Your instructions —
Rewrite everything from the line containing "Mark the region of each instance of the wooden" down to the line containing "164), (228, 161)]", putting "display cabinet" in place of "china cabinet" and leaving all else untouched. Return only those lines.

--- start of Record set ---

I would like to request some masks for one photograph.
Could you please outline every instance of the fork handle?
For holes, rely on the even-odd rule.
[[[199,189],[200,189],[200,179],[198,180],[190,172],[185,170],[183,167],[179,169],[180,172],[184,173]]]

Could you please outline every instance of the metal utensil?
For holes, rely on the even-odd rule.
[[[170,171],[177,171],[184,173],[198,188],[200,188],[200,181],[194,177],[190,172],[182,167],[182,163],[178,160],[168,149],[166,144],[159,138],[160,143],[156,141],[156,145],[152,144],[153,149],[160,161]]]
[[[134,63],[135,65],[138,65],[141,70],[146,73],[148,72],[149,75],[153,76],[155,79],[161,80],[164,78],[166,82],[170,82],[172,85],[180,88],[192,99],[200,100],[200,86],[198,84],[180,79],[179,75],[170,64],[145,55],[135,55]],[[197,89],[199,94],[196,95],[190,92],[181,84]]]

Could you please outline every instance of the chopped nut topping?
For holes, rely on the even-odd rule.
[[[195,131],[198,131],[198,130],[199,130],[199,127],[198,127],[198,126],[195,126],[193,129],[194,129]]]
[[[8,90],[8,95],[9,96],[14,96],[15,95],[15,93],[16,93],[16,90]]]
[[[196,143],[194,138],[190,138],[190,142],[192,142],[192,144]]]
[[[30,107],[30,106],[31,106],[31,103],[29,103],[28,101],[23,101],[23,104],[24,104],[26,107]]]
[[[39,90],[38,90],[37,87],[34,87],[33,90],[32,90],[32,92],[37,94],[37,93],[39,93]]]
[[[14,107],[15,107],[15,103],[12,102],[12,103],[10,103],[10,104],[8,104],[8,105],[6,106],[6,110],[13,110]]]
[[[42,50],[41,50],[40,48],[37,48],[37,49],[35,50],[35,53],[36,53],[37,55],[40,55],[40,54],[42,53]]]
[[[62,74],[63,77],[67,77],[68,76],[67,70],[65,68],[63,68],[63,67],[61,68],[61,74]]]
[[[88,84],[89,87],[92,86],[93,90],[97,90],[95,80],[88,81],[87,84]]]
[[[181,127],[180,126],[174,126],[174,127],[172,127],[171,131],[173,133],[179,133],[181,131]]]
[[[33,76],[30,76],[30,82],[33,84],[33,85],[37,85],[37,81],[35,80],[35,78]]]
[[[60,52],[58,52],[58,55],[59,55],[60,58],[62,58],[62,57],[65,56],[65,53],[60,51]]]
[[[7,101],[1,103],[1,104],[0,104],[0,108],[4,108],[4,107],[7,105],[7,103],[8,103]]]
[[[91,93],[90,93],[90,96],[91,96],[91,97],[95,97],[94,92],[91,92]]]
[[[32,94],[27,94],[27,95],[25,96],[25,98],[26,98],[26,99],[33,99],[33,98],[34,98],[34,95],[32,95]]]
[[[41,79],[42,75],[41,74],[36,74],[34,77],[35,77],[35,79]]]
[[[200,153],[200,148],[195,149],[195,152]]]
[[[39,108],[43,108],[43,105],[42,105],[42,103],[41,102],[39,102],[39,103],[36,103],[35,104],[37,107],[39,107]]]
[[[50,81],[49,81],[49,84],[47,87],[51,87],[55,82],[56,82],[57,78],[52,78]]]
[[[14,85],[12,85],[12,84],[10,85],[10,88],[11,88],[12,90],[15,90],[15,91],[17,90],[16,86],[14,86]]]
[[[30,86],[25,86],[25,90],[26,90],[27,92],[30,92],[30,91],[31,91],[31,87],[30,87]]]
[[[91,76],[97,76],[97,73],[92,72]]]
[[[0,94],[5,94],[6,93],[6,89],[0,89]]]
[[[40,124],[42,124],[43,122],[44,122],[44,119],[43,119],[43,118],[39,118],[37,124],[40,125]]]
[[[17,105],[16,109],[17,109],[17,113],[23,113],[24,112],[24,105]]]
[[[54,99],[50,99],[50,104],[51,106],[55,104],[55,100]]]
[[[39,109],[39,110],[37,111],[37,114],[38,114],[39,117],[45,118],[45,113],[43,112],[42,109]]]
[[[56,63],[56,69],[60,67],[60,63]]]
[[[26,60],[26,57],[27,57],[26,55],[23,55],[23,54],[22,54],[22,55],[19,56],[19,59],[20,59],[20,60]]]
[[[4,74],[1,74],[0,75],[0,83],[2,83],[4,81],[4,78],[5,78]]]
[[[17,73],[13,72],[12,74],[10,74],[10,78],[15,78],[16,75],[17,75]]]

--- end of Record set ---
--- start of Record set ---

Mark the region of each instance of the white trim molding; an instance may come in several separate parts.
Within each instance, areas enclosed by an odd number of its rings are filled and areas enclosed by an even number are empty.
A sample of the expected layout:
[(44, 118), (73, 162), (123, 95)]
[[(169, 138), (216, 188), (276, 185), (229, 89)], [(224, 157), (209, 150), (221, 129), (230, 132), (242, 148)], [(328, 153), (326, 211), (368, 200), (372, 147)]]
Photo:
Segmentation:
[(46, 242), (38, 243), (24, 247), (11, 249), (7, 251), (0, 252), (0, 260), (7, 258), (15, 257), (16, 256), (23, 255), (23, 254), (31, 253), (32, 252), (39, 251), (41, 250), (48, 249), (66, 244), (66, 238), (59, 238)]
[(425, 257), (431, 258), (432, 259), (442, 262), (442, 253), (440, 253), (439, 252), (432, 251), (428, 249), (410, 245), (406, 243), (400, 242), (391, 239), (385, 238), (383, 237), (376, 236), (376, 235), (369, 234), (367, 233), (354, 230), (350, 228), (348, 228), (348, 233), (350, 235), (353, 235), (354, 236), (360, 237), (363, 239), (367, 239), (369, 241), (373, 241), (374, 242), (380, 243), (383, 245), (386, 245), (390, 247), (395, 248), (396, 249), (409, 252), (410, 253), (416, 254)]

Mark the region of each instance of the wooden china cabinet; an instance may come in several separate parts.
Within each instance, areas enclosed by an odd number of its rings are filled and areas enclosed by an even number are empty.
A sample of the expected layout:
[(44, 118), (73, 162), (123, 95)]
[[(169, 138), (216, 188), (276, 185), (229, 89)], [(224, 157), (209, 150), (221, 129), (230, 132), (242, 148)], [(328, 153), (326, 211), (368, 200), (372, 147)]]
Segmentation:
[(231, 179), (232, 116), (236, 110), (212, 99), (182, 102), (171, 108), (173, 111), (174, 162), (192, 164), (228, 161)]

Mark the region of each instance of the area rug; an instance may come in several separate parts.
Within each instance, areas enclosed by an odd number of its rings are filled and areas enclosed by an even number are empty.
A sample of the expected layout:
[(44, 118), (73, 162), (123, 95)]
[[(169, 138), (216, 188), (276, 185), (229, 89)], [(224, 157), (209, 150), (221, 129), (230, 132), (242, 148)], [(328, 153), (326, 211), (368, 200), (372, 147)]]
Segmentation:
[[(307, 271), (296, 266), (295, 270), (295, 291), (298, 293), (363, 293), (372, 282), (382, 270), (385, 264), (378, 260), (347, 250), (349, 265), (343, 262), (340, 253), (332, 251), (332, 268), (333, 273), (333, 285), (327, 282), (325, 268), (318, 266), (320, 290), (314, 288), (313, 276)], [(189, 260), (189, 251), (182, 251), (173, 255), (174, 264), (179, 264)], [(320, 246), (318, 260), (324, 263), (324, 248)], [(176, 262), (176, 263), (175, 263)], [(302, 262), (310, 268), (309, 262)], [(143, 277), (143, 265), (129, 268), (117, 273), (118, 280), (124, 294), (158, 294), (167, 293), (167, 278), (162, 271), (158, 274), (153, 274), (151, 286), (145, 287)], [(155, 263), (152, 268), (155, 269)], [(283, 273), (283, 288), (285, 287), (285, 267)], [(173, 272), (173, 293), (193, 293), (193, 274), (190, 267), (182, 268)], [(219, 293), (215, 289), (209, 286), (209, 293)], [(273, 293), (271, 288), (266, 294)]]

--- end of Record set ---

Task answer —
Mark the region of each instance of the wooden display cabinet; an instance may come in several separate parts.
Within each instance, areas enclosed by an odd number of its rings are filled and areas enclosed by an even number are empty.
A sample of the expected layout:
[(44, 118), (73, 162), (123, 95)]
[[(169, 138), (216, 188), (276, 185), (229, 89)], [(224, 157), (209, 150), (221, 129), (230, 132), (242, 148)], [(328, 153), (326, 211), (368, 200), (372, 147)]]
Segmentation:
[(231, 179), (232, 116), (236, 110), (212, 99), (182, 102), (171, 108), (173, 111), (174, 162), (192, 164), (228, 161)]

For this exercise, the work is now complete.